◆ **Data shown**:
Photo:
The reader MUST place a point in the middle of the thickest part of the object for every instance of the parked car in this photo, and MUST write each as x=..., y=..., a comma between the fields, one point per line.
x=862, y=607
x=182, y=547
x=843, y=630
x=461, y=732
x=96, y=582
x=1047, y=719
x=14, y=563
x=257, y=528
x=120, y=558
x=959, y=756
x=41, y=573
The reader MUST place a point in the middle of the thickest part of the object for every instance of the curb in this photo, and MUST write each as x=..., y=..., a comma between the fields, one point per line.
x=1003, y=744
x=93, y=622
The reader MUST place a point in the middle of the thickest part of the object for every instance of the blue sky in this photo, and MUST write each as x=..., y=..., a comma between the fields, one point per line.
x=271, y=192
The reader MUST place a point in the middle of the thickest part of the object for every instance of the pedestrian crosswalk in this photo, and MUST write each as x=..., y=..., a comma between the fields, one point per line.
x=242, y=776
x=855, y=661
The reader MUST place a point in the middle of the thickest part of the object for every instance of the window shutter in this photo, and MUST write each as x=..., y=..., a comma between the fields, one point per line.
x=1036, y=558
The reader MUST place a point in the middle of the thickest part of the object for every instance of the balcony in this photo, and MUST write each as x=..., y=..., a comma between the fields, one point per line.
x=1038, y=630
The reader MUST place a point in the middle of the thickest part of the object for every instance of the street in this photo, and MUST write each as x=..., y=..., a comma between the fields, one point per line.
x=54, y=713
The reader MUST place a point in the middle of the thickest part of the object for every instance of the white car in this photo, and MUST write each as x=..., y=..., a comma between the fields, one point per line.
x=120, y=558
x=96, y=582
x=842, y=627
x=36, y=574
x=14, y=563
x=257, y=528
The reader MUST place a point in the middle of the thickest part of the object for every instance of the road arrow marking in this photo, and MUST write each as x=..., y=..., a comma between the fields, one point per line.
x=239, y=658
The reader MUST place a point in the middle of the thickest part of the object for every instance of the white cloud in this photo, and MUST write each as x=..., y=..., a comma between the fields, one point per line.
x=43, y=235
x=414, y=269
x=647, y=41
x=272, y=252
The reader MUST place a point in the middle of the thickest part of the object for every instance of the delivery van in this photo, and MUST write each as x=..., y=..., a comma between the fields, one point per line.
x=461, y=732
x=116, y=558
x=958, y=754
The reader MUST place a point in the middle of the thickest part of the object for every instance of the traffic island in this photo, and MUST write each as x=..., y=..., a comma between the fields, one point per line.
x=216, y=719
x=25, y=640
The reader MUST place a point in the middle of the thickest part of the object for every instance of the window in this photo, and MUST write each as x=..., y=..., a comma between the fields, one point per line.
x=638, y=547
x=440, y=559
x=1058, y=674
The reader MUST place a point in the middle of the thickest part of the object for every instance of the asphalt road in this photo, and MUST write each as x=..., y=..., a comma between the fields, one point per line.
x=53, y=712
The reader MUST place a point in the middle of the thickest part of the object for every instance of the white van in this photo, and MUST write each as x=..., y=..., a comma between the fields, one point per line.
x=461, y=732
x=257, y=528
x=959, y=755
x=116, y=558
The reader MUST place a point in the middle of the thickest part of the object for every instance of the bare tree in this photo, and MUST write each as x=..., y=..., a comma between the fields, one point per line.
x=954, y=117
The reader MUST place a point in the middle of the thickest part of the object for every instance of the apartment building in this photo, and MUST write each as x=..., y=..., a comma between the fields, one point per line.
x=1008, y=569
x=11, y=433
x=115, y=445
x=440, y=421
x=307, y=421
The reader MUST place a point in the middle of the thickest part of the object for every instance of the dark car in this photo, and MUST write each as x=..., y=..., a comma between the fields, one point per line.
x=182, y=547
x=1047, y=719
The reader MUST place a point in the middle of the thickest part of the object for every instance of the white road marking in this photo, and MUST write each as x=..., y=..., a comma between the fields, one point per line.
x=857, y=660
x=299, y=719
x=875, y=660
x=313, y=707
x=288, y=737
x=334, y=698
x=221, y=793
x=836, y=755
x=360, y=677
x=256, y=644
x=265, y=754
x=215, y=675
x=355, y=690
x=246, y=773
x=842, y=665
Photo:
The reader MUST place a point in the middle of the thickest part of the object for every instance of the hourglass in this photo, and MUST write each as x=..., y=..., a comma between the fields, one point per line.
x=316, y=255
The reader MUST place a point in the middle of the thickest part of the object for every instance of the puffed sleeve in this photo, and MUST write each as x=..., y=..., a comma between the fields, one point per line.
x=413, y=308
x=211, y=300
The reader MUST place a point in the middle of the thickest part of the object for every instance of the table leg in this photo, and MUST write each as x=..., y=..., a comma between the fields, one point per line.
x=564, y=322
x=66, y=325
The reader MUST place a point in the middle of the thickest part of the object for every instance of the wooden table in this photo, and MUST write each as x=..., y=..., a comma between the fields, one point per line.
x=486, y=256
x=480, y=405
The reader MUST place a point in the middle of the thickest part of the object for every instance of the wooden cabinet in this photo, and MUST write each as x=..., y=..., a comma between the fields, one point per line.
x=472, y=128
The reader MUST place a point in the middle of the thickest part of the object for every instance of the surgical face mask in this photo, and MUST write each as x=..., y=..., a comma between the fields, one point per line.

◆ **Exercise directions**:
Transcribe, word for word, every line from the one containing "of the table" through the final line of the entries, and nothing else.

◆ **Task solution**:
The reader MUST place a point in the middle of the thickest part of the object for every instance of the table leg in this photo, and MUST write each as x=..., y=..., a comma between the fields, one point per line.
x=564, y=322
x=66, y=325
The reader MUST place a point in the middle of the thickest part of the object for every instance of the wooden table in this photo, and MUST write each as x=..., y=..., a comma between the fields, one point per line.
x=486, y=256
x=480, y=405
The reader MUST place a point in the middle of the thickest part of the object for every instance of the wooden cabinet in this photo, and MUST write each as x=..., y=..., a comma between the fields, one point per line.
x=472, y=128
The reader MUST place a point in the middle of the thickest part of the object for every instance of the surgical face mask in this photo, and MUST write each as x=..., y=..., a comma between the fields, one point per line.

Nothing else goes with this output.